* WHAT THIS TASK INVOLVES
Below is a listing; write it out exactly and drop any images from it.
Start of ENTRIES PROVIDED
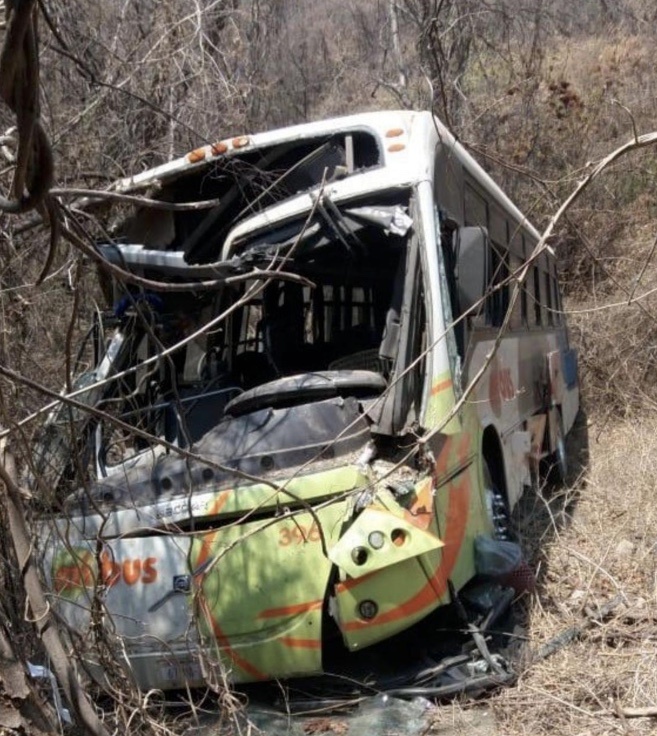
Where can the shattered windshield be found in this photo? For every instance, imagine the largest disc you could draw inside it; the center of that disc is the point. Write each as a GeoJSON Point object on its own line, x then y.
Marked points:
{"type": "Point", "coordinates": [320, 319]}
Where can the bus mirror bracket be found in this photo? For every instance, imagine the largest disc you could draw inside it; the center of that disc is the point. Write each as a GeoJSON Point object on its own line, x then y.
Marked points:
{"type": "Point", "coordinates": [472, 266]}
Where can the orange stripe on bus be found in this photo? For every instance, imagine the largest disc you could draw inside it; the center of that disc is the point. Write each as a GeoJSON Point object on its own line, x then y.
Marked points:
{"type": "Point", "coordinates": [224, 642]}
{"type": "Point", "coordinates": [290, 610]}
{"type": "Point", "coordinates": [293, 641]}
{"type": "Point", "coordinates": [456, 525]}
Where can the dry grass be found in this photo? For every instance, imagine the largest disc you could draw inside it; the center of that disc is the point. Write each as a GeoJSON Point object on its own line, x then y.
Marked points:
{"type": "Point", "coordinates": [593, 541]}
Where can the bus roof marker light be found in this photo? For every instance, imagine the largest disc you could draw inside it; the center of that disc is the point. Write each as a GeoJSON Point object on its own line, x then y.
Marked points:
{"type": "Point", "coordinates": [218, 148]}
{"type": "Point", "coordinates": [198, 154]}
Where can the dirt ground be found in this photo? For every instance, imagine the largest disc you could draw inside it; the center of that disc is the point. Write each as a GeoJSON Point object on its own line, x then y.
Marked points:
{"type": "Point", "coordinates": [592, 544]}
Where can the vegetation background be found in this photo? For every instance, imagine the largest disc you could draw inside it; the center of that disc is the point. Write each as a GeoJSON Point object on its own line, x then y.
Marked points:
{"type": "Point", "coordinates": [538, 90]}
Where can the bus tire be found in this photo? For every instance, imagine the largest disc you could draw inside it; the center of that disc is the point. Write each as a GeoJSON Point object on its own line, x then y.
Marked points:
{"type": "Point", "coordinates": [497, 506]}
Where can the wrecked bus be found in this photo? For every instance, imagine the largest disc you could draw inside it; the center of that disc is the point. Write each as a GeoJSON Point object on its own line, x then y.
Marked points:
{"type": "Point", "coordinates": [300, 418]}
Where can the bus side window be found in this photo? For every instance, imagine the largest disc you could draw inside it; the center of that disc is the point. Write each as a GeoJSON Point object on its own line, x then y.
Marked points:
End of ENTRIES PROVIDED
* ANSWER TO THIS PROBLEM
Where can the shattered windshield be found in this photo? For every instance, imagine the largest disc you could draw inside it; the center of that disc is the point. Write each as a GeoJSON Point object on its own line, x then y.
Marked points:
{"type": "Point", "coordinates": [320, 319]}
Where can the bus mirror bracket be found in this photo? For every instance, imagine the largest disc you could draw inside it; the center of that disc is the point. Write each as a GeoJSON Point object on its own line, x then y.
Marked points:
{"type": "Point", "coordinates": [472, 266]}
Where can the orange stripe on bus be found in this photo? For every instance, imagine the largest disc you could draw inside it; the center of that disc is the point. Write each as a GeoJSON Point object on its own line, x then y.
Marked points:
{"type": "Point", "coordinates": [224, 642]}
{"type": "Point", "coordinates": [290, 610]}
{"type": "Point", "coordinates": [293, 641]}
{"type": "Point", "coordinates": [456, 525]}
Where can the dry grass be found in this photo? For every instance, imagine the largest disc you could draw inside it; the center of that disc is the point. Write each as a GeoJSON Point object on its own line, x then y.
Marked points:
{"type": "Point", "coordinates": [593, 541]}
Where can the bus roof marker light be found in this photo? For every instance, imagine the largest disc you could draw inside it; the center of that disc is the point. Write each as a GeoJSON Point object on its own line, x then y.
Marked points:
{"type": "Point", "coordinates": [218, 148]}
{"type": "Point", "coordinates": [198, 154]}
Where can the dirt ground be found in this photo? For every instance, imagine the largest disc you could draw inside it; the center of that disc is the point. Write each as a GeoJSON Point object on its own line, x then y.
Marked points:
{"type": "Point", "coordinates": [592, 544]}
Where can the vegetation background be found in this photo? For every instance, imagine the largest disc you could draw inside it; the center of that disc is the point. Write each as a GeoJSON Point object on its own line, x then y.
Marked points:
{"type": "Point", "coordinates": [538, 90]}
Where can the bus tire be found in this photo? For every instance, imagine the largest disc you could draw inside it; the center of that disc is the point. Write each as a GeoJSON Point object on its own line, x then y.
Marked points:
{"type": "Point", "coordinates": [497, 506]}
Where can the wrecked bus be found in this photo? For every instance, imagine the largest disc you could draw inside it; the center of that disc is the point. Write each as a GeoJSON Point object on its own line, x then y.
Marked points:
{"type": "Point", "coordinates": [300, 418]}
Where can the bus side window be found in this photo? For every instance, imagine the largest disc you could draw inside it; the center of that disc is the point. Write each as a GeoJSON Point object on its own line, x then y.
Marked points:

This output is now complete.